Per Golinelli e Ricci di I-DEA, l’illuminazione sta diventando un linguaggio sempre più fluido, fatto di materiali leggeri, atmosfere che cambiano durante il giorno. Nei loro progetti la luce costruisce segni e narrazioni visive con elementi progettati e giochi di colore.
Dallo studio alcune tendenze viste a Euroluce 2025 – come il ritorno del vetro, la luce effetto fiamma o la luce che simula alba e tramonto – sono pronte a entrare nella progettazione anche degli spazi di lavoro.

Spazi ibridi e versatilità progettuale
L’evoluzione degli ambienti richiede una luce capace di adattarsi a funzioni diverse e a usi mutevoli. In particolare “L’ufficio non è più un luogo rigido, ma un ecosistema dinamico” afferma Davide Giovannardi. “Le esigenze di benessere, di concentrazione e di interazione richiedono strumenti ibridi e intelligenti. Per noi, progettare luce per l’ambiente professionale significa costruire dispositivi che si adattino al contesto e lo migliorino, anche attraverso prestazioni acustiche, regolazione dinamica e una presenza estetica misurata”.
Una visione condivisa da Park Associati, per cui “L’ufficio è un sistema in trasformazione, che può contrarsi o dilatarsi. Le soluzioni emerse a Euroluce come sistemi modulari, sorgenti dinamiche, apparecchi ibridi tra luce tecnica e decorativa offrono strumenti preziosi per rispondere a questa complessità”. Così per I-DEA secondo cui negli spazi di lavoro “La quantità e la tonalità della luce insieme all’illuminazione on demand per il singolo individuo diventeranno elementi centrali per il benessere e la produttività delle persone perché la luce artificiale sbagliata può essere fonte di stress”.

# [DATI FORNITI]
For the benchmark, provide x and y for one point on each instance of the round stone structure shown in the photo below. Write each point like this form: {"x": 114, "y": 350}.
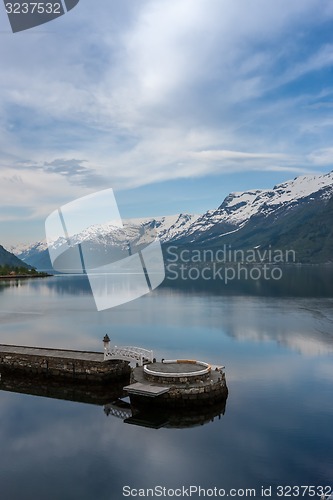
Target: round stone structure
{"x": 181, "y": 383}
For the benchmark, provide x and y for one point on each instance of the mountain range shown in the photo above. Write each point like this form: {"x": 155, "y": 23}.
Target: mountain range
{"x": 295, "y": 215}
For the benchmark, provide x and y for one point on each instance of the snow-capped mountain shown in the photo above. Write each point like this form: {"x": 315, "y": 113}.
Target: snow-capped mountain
{"x": 244, "y": 218}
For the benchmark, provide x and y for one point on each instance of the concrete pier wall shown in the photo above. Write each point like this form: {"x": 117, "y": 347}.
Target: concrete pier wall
{"x": 61, "y": 364}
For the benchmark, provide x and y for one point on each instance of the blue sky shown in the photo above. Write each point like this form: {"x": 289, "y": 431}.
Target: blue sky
{"x": 172, "y": 103}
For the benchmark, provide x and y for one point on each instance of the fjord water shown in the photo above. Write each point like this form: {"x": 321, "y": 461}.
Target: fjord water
{"x": 277, "y": 347}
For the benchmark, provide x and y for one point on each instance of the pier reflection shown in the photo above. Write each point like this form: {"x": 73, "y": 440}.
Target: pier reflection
{"x": 114, "y": 402}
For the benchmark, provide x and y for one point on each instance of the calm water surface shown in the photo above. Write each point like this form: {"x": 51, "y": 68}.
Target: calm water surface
{"x": 277, "y": 426}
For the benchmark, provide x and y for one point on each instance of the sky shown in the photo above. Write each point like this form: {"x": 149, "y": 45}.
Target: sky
{"x": 172, "y": 103}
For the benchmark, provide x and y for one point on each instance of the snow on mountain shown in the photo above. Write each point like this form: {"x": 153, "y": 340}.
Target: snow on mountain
{"x": 239, "y": 207}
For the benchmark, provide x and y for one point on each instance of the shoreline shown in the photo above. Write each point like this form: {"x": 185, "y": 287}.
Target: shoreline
{"x": 24, "y": 276}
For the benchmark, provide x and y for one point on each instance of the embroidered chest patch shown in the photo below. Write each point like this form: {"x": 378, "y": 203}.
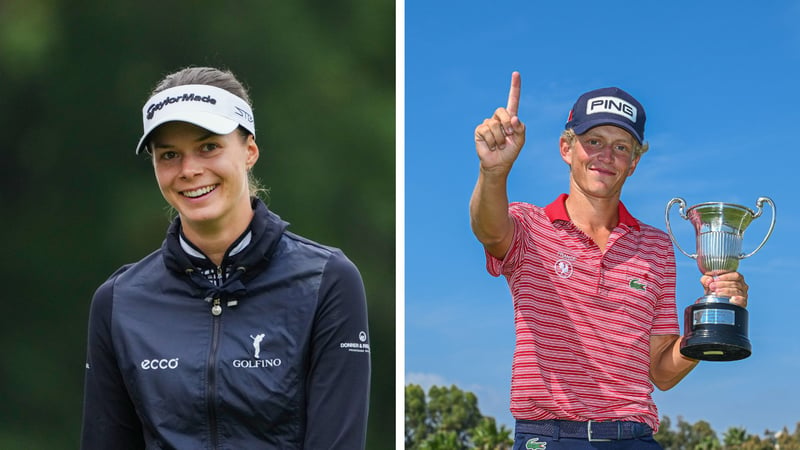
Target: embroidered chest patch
{"x": 637, "y": 285}
{"x": 534, "y": 444}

# [COSA FARE]
Rispondi a queste domande sul brano:
1. Quali tendenze viste a Euroluce 2025 sono pronte a entrare negli spazi di lavoro?
2. Secondo Davide Giovannardi, che cosa è diventato l'ufficio?
3. Per I-DEA, di che cosa può essere fonte la luce artificiale sbagliata?
Le voci non servono a nulla per questo lavoro.

# [SOLUZIONE]
1. Il ritorno del vetro, la luce effetto fiamma e la luce che simula alba e tramonto.
2. Non è più un luogo rigido, ma un ecosistema dinamico.
3. Può essere fonte di stress.